Problems and tasks —
• A. Answer these questions from the flowerhorn eye thread, one per line:
(i) What did Joga Bonito use to clear up the red belly's eye?
(ii) Which fish got a cloudy eye in Jason_s's 150?
(iii) Where does danieRRrr get the water for water changes?
• B. Using the flowerhorn eye thread, explain why the water temperature does not change much when danieRRrr does a water change.

Supplied text —
◇ ◇ ◇ ◇ ◇

# My flowerhorn eye problem.. !!!



## danieRRrr (Oct 29, 2004)

Recently my flowerhorn developed a problem on his left eye, I don't know what it is.. My tank has been a bit neglected lately, maybe thats why? It was pretty dirty but I didn't think it was _that_ bad. My tank has been cleaned and I'm hoping my fish will get healthy again =/ Anybody know whats wrong with his eye? If so, any tips/solution would be appreciated. The outer part of his left eye is kind of white, and the eye itself looks a bit more bubbled then it should .. its kind of clouded, looks nasty white sortof.. I don't know how else to describe it?

PICS:
View attachment 61843
View attachment 61845


Good (right) eye [for comparison]:
View attachment 61850


----------



## Joga Bonito (Oct 30, 2004)

my red belly had the same thing on his eye, i used salt and normal water changes and it cleared up


----------



## danieRRrr (Oct 29, 2004)

What kind of salt did you use? Did you purchase some from your lfs? Someone else stated they just use regular table salt  I'm really worried that my fish's eye will eventually fall out or heal but remain clouded and or blind ..


----------



## Jason_s (Jan 30, 2004)

do some water changes quick...I'd do about 30-40% every other day until the nitrates are at an acceptable level and then go back to a normal routine of 30-40% once weekly. Once the nitrates come down, the eye should heal just fine. I had a similar situation in my 150 a couple months back...I had gotten busy and missed a couple water changes so the nitrates went up a bit more than usual and my bala shark got a cloudy eye. I did a big scale water change and in a day or 2 the bala's eye was just fine. I never added salt or any meds.


----------



## danieRRrr (Oct 29, 2004)

I did a waterchange, 30-40 % and scrubbed the inside of the tank (I think bacteria was building up on the front part of the tank) and I was thinking about medicating the tank, but decided not to. I have some tetracyline.. Isn't doing water changes every other day too frequent for the fish? I thought he'd get weaker from all the stress in the changes.. I'm still considering medicating / salt, maybe some more feedback first though ..


----------



## Jason_s (Jan 30, 2004)

> Isn't doing water changes every other day too frequent for the fish?


No, the fish will be fine. So long as you have adequate filtration and temp doesn't fluctuate too much when you change the water. Besides, it should only take 2-3 changes to get things back on track and then you can go back to weekly changes.


----------



## danieRRrr (Oct 29, 2004)

Oh thats cool then, when I do water changes the temp doesn't flux. because I use water from my bath.. so the temp is about the same when I put it in my tank. I have a wetdry and an external filter so I should have enough filtration also. I'm trying to only feed him little bits at a time atm so the food doesn't pollute the water. Thanks for the tips


----------



## Jason_s (Jan 30, 2004)

no problem







have you tested the water to see exactly how high the nitrates got? I do wish you the best of luck and hope the eye clears up as you get the water params get back in check.


----------



## danieRRrr (Oct 29, 2004)

No I didn't check on the nitrates, nor do I know how? Fortunately this has never happened before, but unfortunately because of it I never took nitrate or PH levels or anything like that =/


----------



## Joga Bonito (Oct 30, 2004)

◇ ◇ ◇ ◇ ◇

Raw data —
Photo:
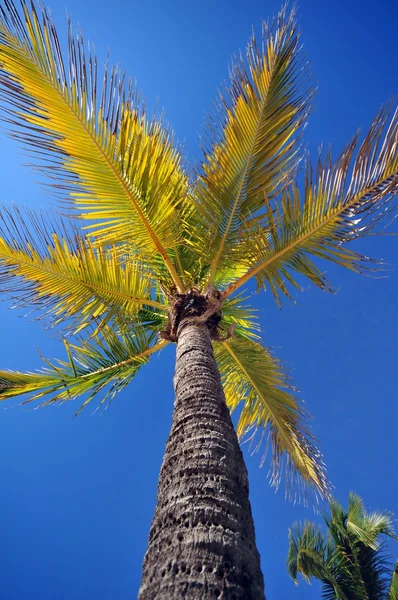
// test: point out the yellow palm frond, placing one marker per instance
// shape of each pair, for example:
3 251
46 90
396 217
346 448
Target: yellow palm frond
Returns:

◇ ◇ ◇ ◇ ◇

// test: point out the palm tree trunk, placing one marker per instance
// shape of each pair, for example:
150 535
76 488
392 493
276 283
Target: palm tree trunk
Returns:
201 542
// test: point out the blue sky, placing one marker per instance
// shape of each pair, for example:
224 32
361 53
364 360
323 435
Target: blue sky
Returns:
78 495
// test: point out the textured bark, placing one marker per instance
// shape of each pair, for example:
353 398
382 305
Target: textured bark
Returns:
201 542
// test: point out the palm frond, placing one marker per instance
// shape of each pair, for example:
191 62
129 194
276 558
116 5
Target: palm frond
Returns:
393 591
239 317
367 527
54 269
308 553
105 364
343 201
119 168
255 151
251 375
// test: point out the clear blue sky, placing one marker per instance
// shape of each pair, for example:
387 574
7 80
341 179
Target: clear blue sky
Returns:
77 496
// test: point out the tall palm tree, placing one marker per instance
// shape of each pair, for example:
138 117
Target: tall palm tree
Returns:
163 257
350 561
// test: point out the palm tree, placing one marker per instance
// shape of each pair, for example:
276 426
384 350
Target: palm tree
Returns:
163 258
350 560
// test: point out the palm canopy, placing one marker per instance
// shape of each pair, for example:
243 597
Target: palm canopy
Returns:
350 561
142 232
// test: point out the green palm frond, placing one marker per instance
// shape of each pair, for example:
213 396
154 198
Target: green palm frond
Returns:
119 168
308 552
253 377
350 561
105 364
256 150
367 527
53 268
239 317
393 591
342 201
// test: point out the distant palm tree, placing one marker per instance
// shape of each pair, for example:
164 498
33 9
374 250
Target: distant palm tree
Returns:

◇ ◇ ◇ ◇ ◇

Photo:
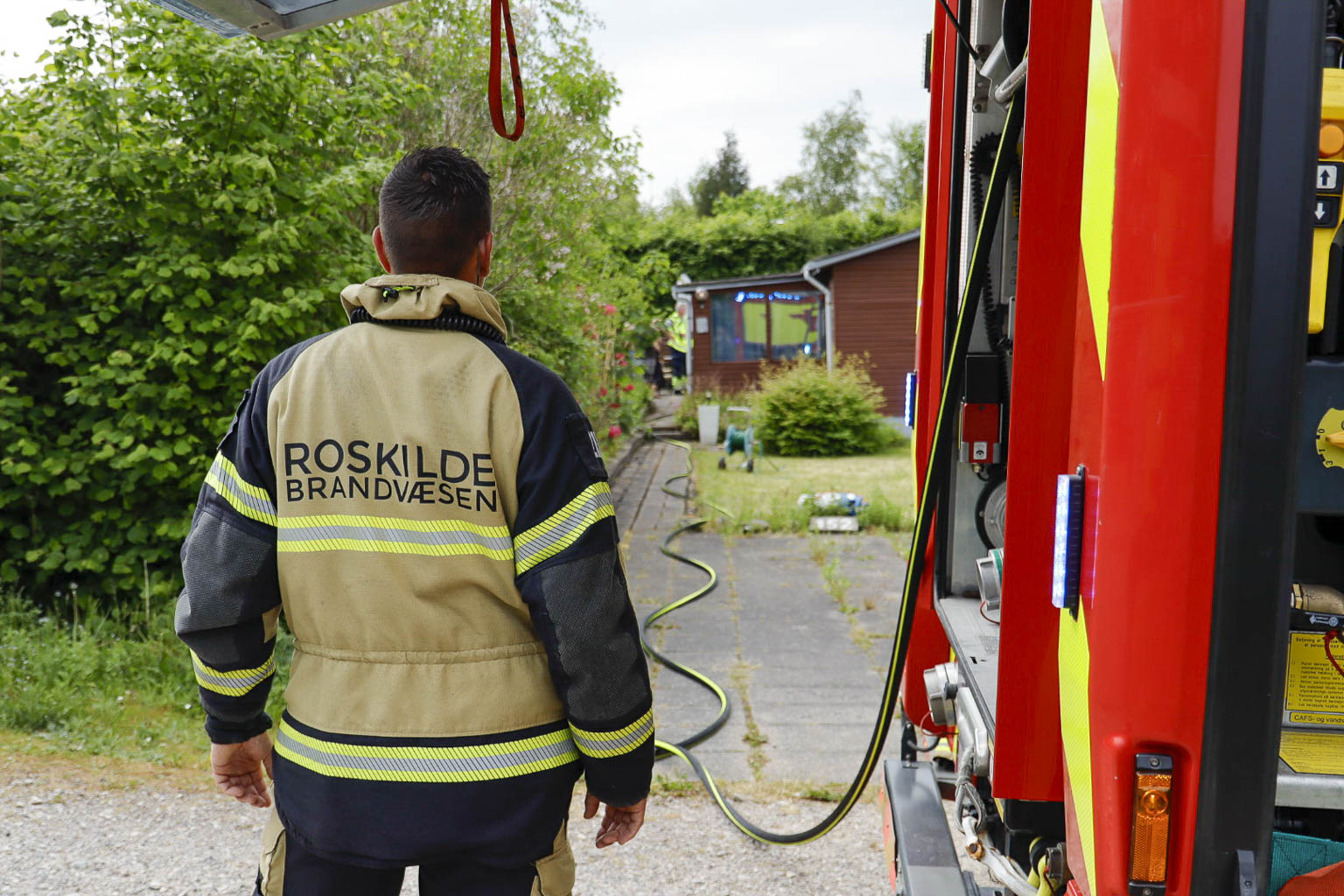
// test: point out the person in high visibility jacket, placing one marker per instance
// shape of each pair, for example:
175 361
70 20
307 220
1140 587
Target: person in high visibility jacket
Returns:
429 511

◇ ◇ ◇ ◇ ◇

Answers by item —
• A.
(i) Salt and normal water changes.
(ii) A bala shark.
(iii) From the bath.

• B. danieRRrr uses water from the bath. That water is about the same temperature as the tank water when it goes in.